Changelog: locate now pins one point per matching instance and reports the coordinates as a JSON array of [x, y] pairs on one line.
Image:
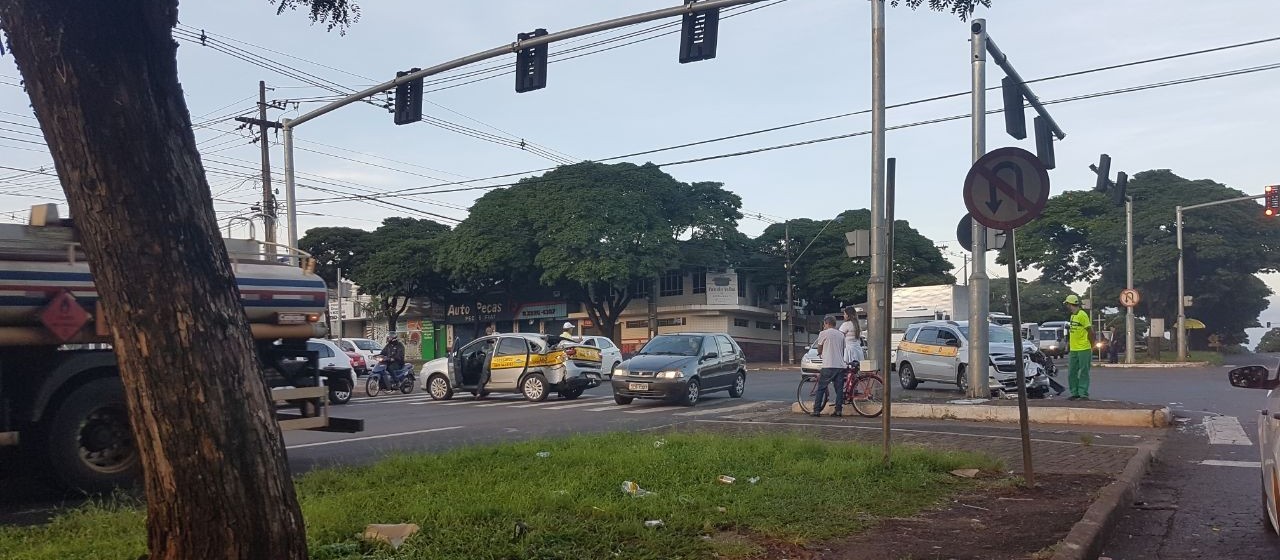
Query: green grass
[[467, 501]]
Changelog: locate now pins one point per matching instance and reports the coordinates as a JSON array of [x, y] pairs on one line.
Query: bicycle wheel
[[807, 391], [869, 395]]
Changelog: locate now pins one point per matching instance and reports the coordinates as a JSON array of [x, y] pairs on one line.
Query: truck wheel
[[90, 445]]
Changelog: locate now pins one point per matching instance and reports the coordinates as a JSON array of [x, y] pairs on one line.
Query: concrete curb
[[1089, 535], [1152, 366], [1074, 416]]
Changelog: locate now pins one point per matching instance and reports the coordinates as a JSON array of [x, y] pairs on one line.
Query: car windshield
[[996, 334], [673, 345]]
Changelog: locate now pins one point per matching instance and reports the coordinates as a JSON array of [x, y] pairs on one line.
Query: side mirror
[[1252, 377]]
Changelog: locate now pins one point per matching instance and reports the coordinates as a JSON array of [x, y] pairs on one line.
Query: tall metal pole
[[339, 304], [1128, 318], [979, 285], [268, 196], [876, 315], [1019, 359], [890, 187], [1182, 293], [289, 198], [791, 301]]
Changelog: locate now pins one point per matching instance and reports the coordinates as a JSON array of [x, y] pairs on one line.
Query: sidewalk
[[1084, 478]]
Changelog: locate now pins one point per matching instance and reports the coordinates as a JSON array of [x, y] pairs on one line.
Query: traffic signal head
[[1104, 174]]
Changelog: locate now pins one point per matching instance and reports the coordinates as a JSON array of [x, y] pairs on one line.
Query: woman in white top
[[853, 335]]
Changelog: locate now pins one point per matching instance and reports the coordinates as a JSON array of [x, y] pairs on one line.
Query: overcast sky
[[784, 63]]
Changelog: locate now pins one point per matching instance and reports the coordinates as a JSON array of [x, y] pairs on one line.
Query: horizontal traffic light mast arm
[[1221, 202], [689, 8], [1002, 60]]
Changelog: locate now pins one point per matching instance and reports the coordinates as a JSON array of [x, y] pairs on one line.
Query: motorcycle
[[380, 380]]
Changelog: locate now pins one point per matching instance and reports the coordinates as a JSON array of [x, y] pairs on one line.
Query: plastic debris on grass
[[393, 535]]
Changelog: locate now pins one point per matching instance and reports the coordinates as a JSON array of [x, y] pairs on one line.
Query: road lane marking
[[1225, 430], [1230, 463], [370, 437], [720, 409]]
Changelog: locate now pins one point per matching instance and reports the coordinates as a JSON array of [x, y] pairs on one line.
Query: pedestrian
[[853, 336], [831, 348], [1080, 352]]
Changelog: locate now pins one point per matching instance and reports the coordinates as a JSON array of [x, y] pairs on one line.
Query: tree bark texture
[[103, 77]]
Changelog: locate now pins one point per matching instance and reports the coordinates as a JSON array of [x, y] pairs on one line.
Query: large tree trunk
[[103, 78]]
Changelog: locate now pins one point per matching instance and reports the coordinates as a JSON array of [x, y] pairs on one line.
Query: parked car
[[611, 356], [938, 350], [357, 363], [1269, 435], [369, 348], [336, 368], [681, 367], [531, 365]]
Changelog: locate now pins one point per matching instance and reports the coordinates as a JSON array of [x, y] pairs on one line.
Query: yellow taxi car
[[525, 363]]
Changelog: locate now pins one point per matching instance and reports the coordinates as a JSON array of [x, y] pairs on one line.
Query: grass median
[[469, 501]]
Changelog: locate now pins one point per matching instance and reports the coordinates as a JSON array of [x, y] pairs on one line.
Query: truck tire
[[88, 444]]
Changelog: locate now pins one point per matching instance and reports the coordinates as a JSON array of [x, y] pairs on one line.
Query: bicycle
[[864, 391]]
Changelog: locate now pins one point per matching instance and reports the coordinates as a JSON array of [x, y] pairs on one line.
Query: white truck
[[942, 302], [62, 403]]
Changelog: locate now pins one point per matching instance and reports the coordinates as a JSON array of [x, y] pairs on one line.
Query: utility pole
[[979, 285], [268, 196], [877, 283]]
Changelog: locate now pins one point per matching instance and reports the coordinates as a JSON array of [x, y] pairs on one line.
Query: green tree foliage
[[595, 230], [1270, 342], [826, 276], [337, 248], [1041, 299], [1080, 237]]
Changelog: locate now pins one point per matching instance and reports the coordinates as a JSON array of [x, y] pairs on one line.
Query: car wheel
[[693, 391], [570, 394], [90, 444], [906, 376], [339, 393], [534, 388], [739, 385]]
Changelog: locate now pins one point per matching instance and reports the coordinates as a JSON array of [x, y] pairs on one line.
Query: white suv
[[938, 350]]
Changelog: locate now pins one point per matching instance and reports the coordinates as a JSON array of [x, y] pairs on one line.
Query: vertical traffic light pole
[[1182, 288], [689, 8]]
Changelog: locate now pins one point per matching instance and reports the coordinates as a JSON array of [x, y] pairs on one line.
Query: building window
[[671, 284]]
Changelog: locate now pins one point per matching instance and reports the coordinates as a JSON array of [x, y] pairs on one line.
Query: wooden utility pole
[[268, 196]]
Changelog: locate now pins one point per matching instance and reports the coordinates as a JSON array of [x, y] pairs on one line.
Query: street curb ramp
[[1089, 535]]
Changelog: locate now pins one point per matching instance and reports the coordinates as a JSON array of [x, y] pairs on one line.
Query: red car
[[359, 365]]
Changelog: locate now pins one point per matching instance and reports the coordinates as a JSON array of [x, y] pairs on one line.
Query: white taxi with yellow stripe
[[938, 350], [531, 365]]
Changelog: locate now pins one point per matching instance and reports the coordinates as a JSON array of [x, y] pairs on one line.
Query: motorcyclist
[[392, 357]]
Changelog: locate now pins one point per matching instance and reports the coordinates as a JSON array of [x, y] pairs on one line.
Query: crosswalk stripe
[[571, 405], [721, 409], [1225, 430]]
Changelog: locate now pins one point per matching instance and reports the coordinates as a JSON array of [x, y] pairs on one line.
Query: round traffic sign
[[1129, 297], [1006, 188]]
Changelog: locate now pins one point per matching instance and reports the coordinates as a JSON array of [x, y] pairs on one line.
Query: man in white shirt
[[831, 348]]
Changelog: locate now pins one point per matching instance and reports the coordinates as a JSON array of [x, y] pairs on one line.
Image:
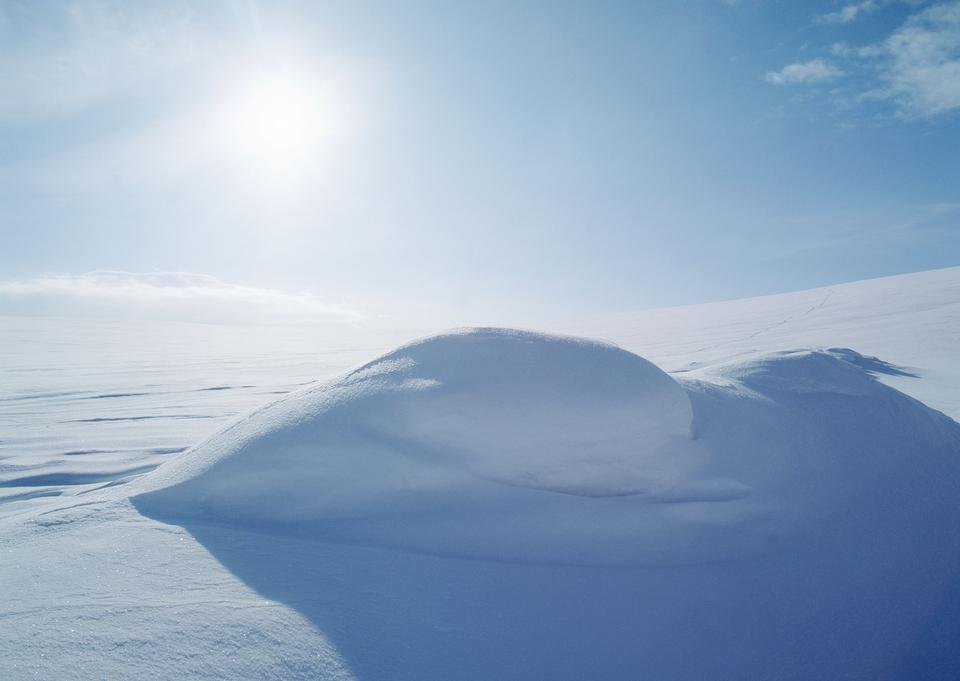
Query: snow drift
[[516, 446]]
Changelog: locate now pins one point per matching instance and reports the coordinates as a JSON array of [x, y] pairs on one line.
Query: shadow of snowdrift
[[868, 591]]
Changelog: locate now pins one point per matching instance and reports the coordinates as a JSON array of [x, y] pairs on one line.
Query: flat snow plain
[[790, 512]]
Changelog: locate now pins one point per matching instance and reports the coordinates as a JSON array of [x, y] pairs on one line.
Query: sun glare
[[277, 120]]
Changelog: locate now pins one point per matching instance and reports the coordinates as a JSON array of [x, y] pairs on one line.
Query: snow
[[492, 504]]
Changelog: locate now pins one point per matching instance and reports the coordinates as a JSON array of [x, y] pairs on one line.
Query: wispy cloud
[[88, 54], [813, 71], [916, 67], [920, 62], [163, 295], [849, 12]]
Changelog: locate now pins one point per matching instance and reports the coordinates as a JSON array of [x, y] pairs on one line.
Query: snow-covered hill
[[496, 504]]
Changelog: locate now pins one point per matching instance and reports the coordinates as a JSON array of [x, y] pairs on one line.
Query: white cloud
[[87, 54], [813, 71], [177, 296], [848, 13], [920, 62]]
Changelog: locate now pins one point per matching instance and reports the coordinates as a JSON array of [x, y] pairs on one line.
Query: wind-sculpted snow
[[514, 446]]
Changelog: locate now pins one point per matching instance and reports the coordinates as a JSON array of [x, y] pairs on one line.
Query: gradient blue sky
[[482, 161]]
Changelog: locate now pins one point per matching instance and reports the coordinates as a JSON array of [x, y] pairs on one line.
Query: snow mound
[[509, 445]]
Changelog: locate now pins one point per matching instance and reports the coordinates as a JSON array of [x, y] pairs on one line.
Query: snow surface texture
[[517, 446], [804, 527]]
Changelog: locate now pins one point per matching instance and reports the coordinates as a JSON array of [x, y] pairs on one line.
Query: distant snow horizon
[[197, 297]]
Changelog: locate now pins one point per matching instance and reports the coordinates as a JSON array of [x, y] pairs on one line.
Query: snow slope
[[770, 508], [497, 444]]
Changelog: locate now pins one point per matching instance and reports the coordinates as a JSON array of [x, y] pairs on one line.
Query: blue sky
[[474, 162]]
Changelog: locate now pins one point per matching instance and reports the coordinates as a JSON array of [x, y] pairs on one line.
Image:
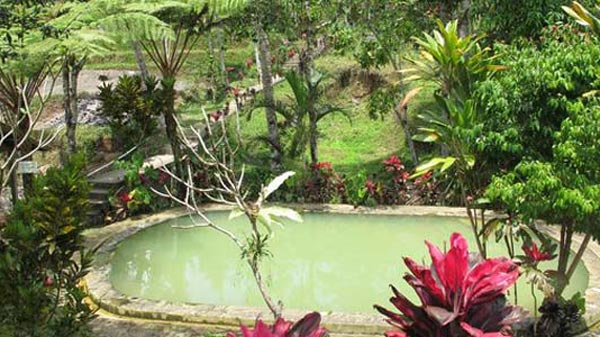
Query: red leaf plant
[[461, 295], [535, 255], [308, 326]]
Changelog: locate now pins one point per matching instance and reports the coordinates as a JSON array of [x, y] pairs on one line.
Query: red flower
[[215, 116], [48, 281], [393, 161], [324, 165], [459, 288], [534, 253], [474, 332], [308, 326], [371, 187], [125, 197], [143, 178], [423, 178], [163, 177]]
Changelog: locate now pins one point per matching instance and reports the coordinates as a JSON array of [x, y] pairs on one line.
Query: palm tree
[[167, 33], [302, 113]]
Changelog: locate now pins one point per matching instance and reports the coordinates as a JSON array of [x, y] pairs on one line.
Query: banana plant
[[302, 112], [272, 215], [451, 62], [583, 16], [457, 129], [454, 129]]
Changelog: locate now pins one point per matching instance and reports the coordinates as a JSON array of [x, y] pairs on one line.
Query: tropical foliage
[[39, 272], [307, 326], [461, 295]]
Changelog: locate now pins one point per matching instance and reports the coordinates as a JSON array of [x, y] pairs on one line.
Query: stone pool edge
[[102, 293]]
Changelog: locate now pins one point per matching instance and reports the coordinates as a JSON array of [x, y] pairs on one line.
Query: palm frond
[[137, 27]]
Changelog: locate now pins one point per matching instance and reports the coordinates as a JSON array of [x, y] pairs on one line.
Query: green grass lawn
[[351, 146]]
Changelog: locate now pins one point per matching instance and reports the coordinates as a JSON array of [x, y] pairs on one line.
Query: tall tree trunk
[[139, 59], [313, 134], [463, 20], [306, 57], [68, 106], [267, 82], [257, 58], [402, 115], [222, 54], [168, 85], [73, 74]]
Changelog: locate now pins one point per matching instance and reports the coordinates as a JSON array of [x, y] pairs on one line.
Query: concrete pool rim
[[109, 299]]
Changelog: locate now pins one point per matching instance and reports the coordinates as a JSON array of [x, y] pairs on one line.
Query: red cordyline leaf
[[460, 296], [308, 326], [533, 253]]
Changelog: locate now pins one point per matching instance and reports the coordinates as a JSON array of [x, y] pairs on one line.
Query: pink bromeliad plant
[[308, 326], [461, 295]]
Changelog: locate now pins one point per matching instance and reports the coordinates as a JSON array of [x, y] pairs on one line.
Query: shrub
[[39, 271], [462, 295], [136, 197], [131, 108]]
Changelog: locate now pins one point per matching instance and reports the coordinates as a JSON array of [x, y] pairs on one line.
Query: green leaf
[[282, 212], [274, 185], [236, 213]]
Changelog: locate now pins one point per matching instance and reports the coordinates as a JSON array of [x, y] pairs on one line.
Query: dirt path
[[89, 80]]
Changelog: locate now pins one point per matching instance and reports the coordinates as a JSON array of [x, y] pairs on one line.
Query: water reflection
[[329, 262]]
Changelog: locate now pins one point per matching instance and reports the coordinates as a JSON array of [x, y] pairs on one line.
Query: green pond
[[330, 262]]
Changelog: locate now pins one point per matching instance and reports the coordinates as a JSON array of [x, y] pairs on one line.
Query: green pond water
[[330, 262]]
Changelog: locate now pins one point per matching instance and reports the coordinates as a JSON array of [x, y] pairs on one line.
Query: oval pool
[[330, 262]]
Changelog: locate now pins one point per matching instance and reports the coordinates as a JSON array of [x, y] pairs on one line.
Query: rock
[[89, 114]]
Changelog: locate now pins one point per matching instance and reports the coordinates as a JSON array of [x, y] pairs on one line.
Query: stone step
[[95, 217], [100, 205], [98, 193]]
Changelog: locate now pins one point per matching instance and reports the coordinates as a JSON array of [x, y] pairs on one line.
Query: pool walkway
[[129, 316]]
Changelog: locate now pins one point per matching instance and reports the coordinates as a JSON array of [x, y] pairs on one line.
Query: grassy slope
[[351, 147]]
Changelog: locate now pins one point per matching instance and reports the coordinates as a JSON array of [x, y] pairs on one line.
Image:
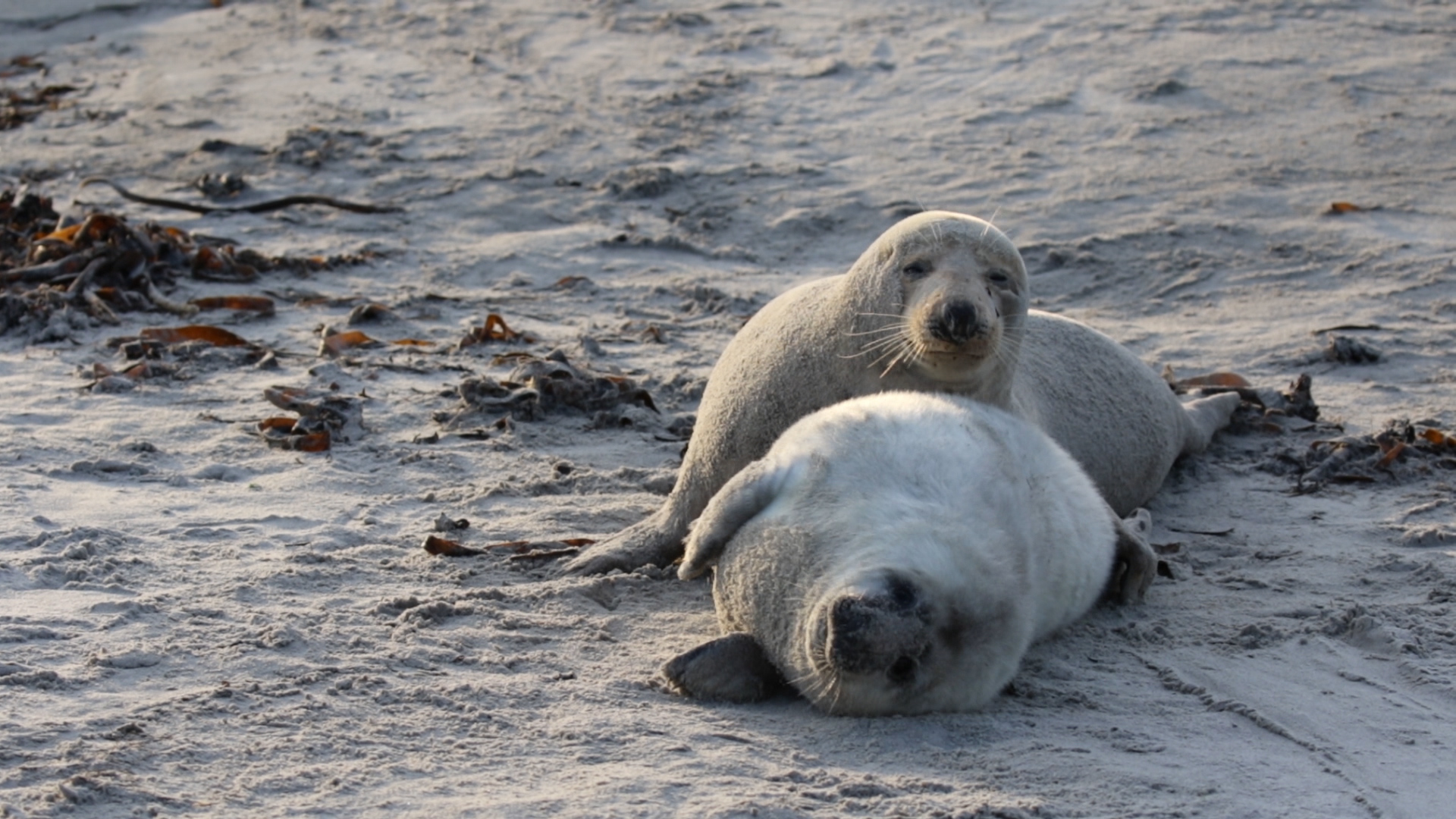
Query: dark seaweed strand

*TASK DETAILS*.
Give the lines again from the start of the records up to and including the line with "[[467, 501]]", with "grass" swapped for "lawn" and everything else unchanged. Leave the pictures out.

*FINAL RESULT*.
Changelog: locate now pins one point per matching instance and reports the coordinates as a JSON array of [x, y] pairs on one line.
Image:
Query: green lawn
[[467, 501]]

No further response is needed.